== PROMPT 1 ==
Answer these questions from the UMMC press release on heart valve replacement, one answer per line and marked to match:
(a) Where did Dr. Slack establish the region's first hybrid congenital heart program before joining UMMC?
(b) About how long are the heart valves in use today meant to last?
(c) What procedure did Dr. Slack recently perform for the first time at UMMC?
== PROMPT 2 ==
Write the next part of the UMMC press release on heart valve replacement, starting after its final sentence.

== DOCUMENT PASSAGE ==
As Part of "Heart Valve Revolution," A Less Invasive Approach to Replacement Comes to UMMC

For immediate release: August 06, 2015

In January, the University of Maryland welcomed cardiologist Michael Slack, MD, as Professor of Pediatrics at the School of Medicine and Director of Pediatric and Adult Congenital Interventional Cardiology at the University of Maryland Medical Center (UMMC). Dr. Slack brings over 30 years of experience treating patients of all ages with congenital heart problems and recently performed the first successful pulmonary valve replacement using a percutaneous catheter at UMMC.

Thanks to research and treatment advances, more congenital heart disease patients are surviving into adulthood. As such, progressive medical centers across the country are establishing programs like UMMC’s Congenital Heart Program to meet the needs of both pediatric and adult patients. “It became clear that a hybrid program to not only treat pediatric patients but follow them into adulthood was needed,” says Dr. Slack, who established the first such program in the region at MedStar Washington Hospital Center before joining UMMC. “Adult survivors of congenital heart disease have long-term medical needs that we are only now beginning to understand.”

One common intervention for adult congenital heart patients is repeat surgery to replace a heart valve that is no longer functioning properly. This is not unusual as the heart valves in use today are only meant to last about 10-20 years. Patients can also simply outgrow the valves that were placed during pediatric surgery. “As children age, their bodies change and grow. Heart surgery performed on a child poses a whole new set of problems as they reach adulthood,” adds Dr. Slack.

== INFORMATION SUPPLIED ==

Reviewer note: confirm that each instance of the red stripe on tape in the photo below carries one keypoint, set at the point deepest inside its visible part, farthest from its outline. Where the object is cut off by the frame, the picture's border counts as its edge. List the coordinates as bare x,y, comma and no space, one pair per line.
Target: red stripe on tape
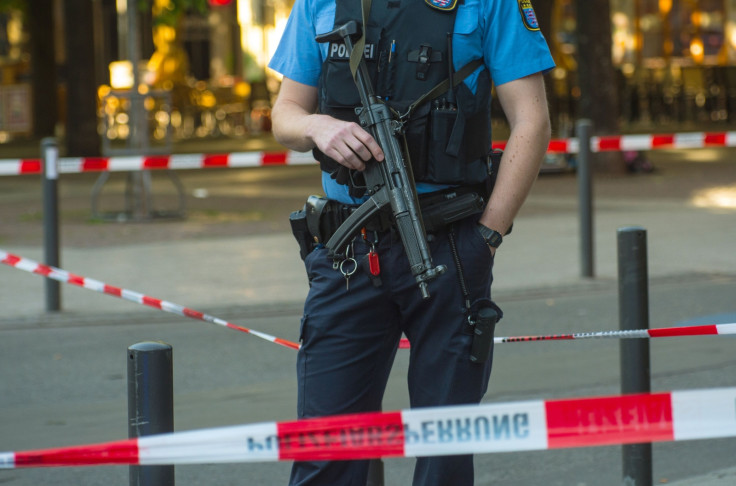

== ANSWER AREA 1 ==
(a) At MedStar Washington Hospital Center.
(b) About 10-20 years.
(c) The first successful pulmonary valve replacement using a percutaneous catheter.

== ANSWER AREA 2 ==
Because patients are living longer, repeat surgeries become riskier each time due to buildup of scar tissue around the heart. But new, non-invasive options such as catheter-based procedures are the wave of the future, says Dr. Slack.

The First of Many

In April, Dr. Slack placed a catheter fitted with an artificial valve into the femoral artery of a young adult patient. She’d undergone a Ross procedure several years earlier, but her “new” pulmonary valve had worn out. In the catheterization laboratory, Dr. Slack slowly guided the catheter to the patient’s heart and fitted the artificial valve into place. There was no need to remove the original valve, as the one Dr. Slack used is designed to fit perfectly inside the defunct valve. Dr. Slack then removed the catheter and observed blood was flowing successfully to the lungs. The entire procedure took less than two hours.

It was the first time a right-sided heart valve had been replaced via catheter at UMMC. UMMC is now one of only two hospitals in Maryland with the expertise to perform this procedure.

“We are in the midst of a heart valve revolution in the United States,” says Dr. Slack. “There are more than 20 valves currently in development and all have the potential to dramatically alter the way we currently care for cardiac patients.”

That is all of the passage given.